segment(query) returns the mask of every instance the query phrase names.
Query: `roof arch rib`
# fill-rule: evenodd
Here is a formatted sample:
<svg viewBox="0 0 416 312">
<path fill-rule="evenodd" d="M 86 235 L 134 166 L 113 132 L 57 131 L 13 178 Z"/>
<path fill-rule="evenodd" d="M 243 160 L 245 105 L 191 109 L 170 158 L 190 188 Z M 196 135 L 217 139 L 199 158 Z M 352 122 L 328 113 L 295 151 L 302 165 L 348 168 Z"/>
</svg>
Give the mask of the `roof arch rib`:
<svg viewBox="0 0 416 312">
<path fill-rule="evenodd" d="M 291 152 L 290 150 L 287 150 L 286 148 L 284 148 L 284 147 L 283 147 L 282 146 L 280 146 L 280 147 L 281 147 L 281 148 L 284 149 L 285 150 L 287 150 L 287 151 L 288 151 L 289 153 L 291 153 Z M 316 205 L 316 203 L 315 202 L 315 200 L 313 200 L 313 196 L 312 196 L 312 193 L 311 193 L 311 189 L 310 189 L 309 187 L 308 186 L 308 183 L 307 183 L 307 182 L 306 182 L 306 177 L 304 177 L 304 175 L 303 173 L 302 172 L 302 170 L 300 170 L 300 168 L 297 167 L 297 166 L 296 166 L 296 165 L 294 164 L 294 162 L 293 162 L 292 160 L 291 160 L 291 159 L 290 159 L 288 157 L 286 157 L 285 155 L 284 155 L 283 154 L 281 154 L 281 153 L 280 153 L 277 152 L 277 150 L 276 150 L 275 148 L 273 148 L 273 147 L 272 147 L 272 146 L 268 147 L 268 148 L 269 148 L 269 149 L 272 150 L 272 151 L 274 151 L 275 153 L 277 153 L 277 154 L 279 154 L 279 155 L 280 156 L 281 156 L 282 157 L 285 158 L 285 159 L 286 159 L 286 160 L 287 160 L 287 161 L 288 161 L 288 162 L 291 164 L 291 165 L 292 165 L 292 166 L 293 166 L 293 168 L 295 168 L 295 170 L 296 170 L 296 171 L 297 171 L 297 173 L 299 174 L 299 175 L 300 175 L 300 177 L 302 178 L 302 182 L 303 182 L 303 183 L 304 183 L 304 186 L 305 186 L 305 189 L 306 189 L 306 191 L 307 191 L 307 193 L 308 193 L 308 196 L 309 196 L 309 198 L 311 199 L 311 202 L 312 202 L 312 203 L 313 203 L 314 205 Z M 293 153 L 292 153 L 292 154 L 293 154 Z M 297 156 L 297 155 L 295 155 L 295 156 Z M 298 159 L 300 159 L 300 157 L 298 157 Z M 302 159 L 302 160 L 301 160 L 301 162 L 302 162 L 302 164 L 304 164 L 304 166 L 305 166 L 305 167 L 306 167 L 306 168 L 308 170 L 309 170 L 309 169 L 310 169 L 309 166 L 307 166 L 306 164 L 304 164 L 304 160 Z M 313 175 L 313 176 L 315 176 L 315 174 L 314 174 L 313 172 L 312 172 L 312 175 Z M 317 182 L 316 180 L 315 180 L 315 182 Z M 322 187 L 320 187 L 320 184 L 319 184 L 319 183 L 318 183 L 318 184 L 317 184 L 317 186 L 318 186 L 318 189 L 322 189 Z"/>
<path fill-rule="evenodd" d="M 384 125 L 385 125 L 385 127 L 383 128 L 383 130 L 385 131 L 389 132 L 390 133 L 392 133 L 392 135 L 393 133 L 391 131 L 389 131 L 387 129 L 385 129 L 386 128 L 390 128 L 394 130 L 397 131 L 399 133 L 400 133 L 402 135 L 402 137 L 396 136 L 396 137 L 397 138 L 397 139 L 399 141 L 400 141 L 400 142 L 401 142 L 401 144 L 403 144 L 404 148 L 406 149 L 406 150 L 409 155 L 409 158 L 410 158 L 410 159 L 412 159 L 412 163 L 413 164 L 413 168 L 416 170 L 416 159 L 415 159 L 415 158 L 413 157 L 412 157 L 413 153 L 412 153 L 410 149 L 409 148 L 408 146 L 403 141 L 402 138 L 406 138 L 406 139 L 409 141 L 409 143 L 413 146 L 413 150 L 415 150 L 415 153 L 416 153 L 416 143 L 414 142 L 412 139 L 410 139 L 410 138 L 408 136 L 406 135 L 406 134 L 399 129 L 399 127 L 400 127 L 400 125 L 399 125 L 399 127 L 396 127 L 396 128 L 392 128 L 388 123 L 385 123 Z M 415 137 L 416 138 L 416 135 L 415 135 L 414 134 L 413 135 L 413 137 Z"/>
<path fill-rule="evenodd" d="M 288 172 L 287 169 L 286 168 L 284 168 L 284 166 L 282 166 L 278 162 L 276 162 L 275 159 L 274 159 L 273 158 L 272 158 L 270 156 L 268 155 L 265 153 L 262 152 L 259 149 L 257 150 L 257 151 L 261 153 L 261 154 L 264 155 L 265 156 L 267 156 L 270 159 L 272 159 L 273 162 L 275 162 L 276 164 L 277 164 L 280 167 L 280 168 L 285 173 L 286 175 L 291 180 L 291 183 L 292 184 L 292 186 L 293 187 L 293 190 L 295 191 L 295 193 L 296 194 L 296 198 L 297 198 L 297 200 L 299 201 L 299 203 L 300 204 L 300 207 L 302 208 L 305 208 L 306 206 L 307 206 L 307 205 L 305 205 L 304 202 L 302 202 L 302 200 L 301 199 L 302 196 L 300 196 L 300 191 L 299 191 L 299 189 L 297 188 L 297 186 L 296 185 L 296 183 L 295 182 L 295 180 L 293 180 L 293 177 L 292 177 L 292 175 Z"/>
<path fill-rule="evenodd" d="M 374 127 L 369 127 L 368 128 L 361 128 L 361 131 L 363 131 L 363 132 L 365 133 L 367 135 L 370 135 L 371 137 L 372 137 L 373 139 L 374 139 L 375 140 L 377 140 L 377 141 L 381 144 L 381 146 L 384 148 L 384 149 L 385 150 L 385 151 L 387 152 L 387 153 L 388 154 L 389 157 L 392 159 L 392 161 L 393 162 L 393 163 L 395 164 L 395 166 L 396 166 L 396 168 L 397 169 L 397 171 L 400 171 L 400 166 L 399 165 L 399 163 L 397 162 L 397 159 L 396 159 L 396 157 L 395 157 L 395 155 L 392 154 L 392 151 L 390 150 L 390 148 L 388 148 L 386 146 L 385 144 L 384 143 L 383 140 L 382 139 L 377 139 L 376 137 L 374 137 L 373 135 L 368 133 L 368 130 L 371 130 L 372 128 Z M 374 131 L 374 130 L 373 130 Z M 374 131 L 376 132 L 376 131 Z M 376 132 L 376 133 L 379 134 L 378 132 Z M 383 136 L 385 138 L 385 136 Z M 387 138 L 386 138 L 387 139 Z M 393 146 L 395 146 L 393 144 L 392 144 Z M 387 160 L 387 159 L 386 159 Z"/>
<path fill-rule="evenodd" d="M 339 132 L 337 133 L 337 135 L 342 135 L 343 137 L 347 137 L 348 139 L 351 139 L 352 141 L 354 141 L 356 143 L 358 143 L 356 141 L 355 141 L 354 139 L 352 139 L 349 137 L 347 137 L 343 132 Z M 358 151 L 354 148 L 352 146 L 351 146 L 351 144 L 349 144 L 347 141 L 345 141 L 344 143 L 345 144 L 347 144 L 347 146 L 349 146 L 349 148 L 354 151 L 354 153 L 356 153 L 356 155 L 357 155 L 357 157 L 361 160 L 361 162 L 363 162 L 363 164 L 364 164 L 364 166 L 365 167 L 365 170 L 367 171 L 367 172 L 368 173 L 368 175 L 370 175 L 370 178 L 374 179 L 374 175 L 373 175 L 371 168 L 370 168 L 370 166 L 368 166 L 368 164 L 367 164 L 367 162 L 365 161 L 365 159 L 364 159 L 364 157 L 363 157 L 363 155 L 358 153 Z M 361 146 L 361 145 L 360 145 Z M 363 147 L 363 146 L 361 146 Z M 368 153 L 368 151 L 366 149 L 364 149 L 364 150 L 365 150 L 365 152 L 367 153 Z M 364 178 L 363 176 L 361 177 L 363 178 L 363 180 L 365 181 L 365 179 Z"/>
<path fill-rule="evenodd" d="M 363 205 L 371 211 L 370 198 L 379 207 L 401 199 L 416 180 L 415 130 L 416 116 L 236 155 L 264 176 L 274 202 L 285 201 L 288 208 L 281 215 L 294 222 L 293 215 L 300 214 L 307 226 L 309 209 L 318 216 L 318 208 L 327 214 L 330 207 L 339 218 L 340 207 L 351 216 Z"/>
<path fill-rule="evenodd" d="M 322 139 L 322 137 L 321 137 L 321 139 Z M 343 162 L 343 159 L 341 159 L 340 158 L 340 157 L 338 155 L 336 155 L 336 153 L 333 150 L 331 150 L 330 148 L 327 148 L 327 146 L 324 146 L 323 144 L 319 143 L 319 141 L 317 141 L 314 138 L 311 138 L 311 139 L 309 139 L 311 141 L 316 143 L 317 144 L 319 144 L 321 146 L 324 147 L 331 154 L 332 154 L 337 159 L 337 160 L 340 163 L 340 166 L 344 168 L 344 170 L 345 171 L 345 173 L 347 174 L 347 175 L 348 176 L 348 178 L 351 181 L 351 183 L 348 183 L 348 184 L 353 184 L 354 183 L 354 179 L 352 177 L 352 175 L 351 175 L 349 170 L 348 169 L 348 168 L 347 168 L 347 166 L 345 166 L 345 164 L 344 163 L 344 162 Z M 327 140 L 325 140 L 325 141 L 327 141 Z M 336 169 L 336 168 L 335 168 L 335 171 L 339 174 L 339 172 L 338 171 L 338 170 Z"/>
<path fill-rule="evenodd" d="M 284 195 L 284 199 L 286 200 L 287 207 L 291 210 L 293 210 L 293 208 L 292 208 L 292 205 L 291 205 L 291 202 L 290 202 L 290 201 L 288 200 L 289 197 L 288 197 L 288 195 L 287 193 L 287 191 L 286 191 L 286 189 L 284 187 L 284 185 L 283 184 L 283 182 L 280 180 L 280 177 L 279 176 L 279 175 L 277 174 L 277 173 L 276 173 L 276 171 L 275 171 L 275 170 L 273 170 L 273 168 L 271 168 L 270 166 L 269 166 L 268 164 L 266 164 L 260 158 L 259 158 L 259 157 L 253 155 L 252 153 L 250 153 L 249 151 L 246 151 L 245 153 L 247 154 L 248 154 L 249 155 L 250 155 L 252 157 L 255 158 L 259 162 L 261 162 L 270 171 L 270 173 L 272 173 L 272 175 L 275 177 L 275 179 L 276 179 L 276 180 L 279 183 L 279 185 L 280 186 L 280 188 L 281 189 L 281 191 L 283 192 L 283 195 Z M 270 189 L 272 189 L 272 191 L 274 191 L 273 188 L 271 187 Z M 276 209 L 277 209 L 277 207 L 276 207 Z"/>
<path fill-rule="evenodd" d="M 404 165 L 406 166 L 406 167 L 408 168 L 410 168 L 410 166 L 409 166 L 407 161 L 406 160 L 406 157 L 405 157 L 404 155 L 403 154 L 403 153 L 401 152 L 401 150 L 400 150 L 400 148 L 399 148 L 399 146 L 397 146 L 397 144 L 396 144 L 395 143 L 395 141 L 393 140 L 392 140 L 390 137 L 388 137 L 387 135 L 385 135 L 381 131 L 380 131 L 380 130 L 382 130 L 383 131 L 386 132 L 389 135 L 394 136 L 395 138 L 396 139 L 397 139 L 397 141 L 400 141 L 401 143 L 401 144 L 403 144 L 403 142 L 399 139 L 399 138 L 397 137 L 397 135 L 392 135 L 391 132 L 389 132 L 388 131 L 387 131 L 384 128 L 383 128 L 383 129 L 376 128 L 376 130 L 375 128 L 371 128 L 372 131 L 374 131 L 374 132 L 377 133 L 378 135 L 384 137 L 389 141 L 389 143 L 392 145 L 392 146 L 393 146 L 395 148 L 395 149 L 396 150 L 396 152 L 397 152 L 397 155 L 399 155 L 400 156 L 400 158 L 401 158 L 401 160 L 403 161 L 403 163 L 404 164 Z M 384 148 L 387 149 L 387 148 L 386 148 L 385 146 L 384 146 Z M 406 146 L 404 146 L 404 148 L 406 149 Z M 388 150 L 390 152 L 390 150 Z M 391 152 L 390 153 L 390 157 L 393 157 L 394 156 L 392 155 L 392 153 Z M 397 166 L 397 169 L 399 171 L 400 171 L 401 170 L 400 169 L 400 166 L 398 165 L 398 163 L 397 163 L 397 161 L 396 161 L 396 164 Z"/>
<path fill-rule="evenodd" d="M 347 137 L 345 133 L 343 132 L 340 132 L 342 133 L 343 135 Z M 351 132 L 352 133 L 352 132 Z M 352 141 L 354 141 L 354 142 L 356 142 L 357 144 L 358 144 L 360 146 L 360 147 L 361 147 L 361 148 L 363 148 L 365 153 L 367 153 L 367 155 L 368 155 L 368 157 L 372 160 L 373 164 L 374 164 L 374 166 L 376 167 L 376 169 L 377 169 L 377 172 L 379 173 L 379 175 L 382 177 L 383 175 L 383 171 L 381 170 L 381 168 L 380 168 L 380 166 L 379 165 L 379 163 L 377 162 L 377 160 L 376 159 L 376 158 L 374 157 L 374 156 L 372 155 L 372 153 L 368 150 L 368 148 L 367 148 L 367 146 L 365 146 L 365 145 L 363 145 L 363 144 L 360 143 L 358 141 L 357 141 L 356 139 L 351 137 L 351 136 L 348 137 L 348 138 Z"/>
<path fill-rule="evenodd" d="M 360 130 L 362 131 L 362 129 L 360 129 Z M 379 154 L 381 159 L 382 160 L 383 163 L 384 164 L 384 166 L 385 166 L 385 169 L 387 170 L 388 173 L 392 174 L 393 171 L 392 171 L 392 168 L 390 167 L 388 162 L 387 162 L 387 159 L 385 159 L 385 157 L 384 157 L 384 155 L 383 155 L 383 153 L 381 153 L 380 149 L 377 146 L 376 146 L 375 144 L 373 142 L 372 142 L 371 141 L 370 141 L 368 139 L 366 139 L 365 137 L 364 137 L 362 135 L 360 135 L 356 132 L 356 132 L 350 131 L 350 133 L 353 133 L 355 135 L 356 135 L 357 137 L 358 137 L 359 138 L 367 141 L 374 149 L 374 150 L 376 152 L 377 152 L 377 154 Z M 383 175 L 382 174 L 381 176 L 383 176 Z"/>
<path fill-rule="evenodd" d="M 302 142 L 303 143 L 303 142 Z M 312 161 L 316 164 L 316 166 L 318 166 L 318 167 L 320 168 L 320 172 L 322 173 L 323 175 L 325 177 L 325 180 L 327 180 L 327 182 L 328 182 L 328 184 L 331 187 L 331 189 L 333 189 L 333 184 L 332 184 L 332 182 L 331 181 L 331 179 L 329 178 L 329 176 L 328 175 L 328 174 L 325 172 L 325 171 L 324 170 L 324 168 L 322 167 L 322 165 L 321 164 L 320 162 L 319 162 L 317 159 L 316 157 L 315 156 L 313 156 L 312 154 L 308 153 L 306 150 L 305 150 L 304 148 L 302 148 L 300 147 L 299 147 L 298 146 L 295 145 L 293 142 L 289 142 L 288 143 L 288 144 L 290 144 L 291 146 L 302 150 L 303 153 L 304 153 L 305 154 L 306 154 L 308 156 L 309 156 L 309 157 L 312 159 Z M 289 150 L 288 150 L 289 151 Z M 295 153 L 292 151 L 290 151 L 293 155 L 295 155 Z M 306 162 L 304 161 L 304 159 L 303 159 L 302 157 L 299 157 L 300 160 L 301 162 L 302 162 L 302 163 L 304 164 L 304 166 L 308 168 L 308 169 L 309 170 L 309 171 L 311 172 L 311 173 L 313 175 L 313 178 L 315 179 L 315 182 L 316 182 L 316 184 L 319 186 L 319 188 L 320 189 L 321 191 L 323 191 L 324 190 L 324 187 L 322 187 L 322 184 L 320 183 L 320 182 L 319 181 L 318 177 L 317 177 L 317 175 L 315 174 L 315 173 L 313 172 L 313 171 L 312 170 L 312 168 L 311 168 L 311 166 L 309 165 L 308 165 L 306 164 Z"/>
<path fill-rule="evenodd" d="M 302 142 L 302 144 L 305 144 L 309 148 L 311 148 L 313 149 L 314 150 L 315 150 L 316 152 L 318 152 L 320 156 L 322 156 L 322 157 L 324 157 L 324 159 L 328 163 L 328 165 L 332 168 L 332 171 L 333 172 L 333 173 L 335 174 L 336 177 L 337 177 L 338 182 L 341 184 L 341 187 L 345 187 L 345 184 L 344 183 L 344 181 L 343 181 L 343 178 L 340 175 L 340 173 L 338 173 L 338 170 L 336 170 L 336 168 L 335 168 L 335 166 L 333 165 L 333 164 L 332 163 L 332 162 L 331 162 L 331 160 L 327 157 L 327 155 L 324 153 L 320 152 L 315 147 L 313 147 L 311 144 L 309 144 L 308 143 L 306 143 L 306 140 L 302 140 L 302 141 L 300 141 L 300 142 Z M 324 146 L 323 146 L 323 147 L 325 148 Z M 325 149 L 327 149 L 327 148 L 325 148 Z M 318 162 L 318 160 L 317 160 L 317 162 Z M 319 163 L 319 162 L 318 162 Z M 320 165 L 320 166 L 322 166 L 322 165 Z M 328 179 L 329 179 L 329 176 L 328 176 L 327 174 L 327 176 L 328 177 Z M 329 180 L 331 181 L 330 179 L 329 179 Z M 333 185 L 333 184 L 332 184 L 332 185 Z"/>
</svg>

PROBLEM STATEMENT:
Reproduce the material verbatim, starting at its first line and ending at the line that contains "86 235 L 134".

SOLUTION TO THE EXERCISE:
segment(query) returns the mask of every instance the query phrase names.
Query: `roof arch rib`
# fill-rule: evenodd
Here is a formatted sample:
<svg viewBox="0 0 416 312">
<path fill-rule="evenodd" d="M 86 235 L 134 166 L 113 132 L 57 131 L 13 178 Z"/>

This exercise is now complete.